■ What you are asked to do ■
Copy the portion of the data below verbatim, starting at the line that contains "For every instance of the window pane" and continuing through the end of the data.

───── Data for processing ─────

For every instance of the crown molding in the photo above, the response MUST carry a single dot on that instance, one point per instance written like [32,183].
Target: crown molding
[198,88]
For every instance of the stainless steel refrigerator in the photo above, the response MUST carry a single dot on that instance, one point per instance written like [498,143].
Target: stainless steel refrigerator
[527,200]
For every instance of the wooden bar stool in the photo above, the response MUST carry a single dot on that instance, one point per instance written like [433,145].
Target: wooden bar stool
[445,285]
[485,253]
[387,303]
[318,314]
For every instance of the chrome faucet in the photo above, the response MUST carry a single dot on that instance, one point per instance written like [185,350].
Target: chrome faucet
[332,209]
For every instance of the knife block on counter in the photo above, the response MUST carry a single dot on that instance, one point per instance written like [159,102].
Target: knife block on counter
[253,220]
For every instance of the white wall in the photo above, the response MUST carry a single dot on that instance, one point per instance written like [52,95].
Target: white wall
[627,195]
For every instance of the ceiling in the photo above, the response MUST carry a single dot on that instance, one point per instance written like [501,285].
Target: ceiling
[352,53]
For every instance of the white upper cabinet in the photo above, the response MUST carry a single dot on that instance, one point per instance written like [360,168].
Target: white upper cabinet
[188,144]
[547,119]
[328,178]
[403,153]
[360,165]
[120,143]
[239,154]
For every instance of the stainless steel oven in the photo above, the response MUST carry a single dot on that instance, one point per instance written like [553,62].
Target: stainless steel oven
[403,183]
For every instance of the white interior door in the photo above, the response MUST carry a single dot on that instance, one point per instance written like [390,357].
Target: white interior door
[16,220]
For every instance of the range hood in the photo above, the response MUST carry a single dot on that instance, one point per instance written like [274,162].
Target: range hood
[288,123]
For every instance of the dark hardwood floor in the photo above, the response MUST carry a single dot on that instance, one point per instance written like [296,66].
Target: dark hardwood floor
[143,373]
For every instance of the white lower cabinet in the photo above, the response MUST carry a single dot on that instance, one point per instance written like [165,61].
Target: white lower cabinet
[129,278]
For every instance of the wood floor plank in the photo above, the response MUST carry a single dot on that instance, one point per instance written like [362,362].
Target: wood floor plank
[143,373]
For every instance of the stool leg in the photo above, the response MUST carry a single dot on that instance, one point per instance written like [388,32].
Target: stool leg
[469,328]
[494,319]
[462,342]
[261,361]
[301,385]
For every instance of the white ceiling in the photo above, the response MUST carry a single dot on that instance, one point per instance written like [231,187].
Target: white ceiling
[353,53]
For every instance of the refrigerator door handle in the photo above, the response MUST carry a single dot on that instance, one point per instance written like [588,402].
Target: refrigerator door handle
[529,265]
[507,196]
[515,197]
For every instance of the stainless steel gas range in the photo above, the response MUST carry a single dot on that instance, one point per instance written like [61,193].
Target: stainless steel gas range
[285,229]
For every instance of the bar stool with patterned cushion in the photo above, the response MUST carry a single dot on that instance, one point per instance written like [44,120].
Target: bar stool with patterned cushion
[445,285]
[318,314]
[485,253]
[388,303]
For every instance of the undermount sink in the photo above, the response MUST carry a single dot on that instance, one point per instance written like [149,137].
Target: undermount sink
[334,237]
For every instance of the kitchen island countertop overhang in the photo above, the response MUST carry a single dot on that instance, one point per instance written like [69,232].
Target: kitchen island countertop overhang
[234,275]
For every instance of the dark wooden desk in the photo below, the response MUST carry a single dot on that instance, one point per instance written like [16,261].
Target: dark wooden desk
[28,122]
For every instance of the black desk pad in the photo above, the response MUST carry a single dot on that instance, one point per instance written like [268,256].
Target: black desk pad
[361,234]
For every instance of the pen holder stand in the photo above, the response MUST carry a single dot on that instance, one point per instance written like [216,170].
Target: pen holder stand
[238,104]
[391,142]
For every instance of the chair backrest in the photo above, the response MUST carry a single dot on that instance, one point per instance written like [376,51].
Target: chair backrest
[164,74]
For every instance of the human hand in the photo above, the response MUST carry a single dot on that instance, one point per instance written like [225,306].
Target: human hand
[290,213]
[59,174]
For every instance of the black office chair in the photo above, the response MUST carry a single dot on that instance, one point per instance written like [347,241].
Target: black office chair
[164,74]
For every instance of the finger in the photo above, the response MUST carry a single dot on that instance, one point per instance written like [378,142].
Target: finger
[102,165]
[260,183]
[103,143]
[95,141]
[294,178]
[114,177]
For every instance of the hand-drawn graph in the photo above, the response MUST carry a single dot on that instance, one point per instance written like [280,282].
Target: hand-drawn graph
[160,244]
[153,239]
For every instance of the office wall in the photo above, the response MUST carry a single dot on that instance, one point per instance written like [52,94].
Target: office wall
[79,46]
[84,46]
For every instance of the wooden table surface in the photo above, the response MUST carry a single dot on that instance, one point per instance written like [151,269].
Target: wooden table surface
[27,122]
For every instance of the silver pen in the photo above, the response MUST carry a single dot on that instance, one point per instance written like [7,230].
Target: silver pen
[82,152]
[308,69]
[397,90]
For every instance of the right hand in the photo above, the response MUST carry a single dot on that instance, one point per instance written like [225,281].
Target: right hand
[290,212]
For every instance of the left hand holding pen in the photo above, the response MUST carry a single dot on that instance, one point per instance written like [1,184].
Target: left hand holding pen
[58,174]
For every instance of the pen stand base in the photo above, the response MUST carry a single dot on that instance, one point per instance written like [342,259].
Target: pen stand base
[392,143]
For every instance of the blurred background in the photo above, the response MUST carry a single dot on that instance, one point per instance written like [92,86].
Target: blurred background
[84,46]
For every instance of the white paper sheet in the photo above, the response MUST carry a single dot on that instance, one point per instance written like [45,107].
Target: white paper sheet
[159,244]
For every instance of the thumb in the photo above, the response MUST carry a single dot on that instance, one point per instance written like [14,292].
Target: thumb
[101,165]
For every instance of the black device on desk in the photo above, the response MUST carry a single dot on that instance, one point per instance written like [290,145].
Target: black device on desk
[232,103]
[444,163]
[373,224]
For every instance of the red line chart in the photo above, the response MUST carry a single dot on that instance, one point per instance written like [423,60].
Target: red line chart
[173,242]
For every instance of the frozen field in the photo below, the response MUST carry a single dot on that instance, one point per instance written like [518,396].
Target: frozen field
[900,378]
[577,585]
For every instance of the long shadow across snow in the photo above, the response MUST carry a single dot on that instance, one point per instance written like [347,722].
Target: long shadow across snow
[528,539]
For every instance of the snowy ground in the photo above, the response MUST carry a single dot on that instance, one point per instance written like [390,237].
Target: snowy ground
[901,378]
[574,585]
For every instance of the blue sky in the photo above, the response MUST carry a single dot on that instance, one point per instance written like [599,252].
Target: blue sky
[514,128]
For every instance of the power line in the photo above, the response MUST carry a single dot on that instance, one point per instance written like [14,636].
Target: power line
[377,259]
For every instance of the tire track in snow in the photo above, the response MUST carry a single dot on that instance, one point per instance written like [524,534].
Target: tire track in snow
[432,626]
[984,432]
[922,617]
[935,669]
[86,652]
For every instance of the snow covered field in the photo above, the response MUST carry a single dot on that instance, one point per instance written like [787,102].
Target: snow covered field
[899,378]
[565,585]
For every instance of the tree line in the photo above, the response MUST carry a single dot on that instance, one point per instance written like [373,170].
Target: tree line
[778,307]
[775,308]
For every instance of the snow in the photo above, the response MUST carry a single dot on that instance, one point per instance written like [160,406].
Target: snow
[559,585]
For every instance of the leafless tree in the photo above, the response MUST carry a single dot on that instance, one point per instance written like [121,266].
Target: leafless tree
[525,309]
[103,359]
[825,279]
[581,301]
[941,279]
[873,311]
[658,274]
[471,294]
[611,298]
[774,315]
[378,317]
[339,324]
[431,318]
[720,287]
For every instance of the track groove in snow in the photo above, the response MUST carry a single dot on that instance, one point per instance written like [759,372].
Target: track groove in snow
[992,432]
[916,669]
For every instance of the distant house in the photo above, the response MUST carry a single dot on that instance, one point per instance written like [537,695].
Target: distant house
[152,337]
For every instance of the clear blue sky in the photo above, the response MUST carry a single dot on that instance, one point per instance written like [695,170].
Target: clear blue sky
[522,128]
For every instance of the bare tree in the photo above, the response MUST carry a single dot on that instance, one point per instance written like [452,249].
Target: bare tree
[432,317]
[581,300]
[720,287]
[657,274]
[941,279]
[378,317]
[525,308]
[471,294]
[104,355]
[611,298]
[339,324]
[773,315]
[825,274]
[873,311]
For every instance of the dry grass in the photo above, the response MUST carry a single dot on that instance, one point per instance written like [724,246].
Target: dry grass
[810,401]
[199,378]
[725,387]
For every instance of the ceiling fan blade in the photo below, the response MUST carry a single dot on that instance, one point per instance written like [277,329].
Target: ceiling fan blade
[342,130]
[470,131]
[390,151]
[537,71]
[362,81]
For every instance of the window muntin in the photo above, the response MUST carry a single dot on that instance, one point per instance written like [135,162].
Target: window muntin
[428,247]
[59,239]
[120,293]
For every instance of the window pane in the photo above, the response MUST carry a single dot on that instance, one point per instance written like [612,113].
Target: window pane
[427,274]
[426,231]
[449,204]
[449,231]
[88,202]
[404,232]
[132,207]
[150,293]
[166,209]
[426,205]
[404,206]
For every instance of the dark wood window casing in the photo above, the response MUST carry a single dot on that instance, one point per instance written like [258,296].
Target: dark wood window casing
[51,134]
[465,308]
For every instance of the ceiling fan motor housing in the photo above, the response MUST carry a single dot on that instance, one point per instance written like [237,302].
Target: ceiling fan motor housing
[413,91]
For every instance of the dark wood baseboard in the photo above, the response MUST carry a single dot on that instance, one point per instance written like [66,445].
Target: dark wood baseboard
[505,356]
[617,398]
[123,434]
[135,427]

─────

■ Task output ■
For every instance of the window pane in the photo above, the response MUST carry a single dot on that instance, one point per instance written like [612,113].
Target: window pane
[427,274]
[426,231]
[449,204]
[449,231]
[88,202]
[404,232]
[132,207]
[150,293]
[166,209]
[426,205]
[404,206]
For every instance of the dark wood window casing in the photo above, the response MUST carry a single dot on that instance, one point per instance written like [258,296].
Target: dark wood window casing
[51,134]
[465,308]
For every instance of the ceiling fan motor housing in the photo above, the response MUST carry a single dot on that instance, one point per instance written like [237,302].
Target: ceiling fan motor housing
[413,91]
For every instance of the dark wood baseboard in the photo above, the response MUST carry a single dot on that instance, one point per instance written like [66,445].
Target: dark wood baseboard
[505,356]
[617,398]
[123,434]
[135,427]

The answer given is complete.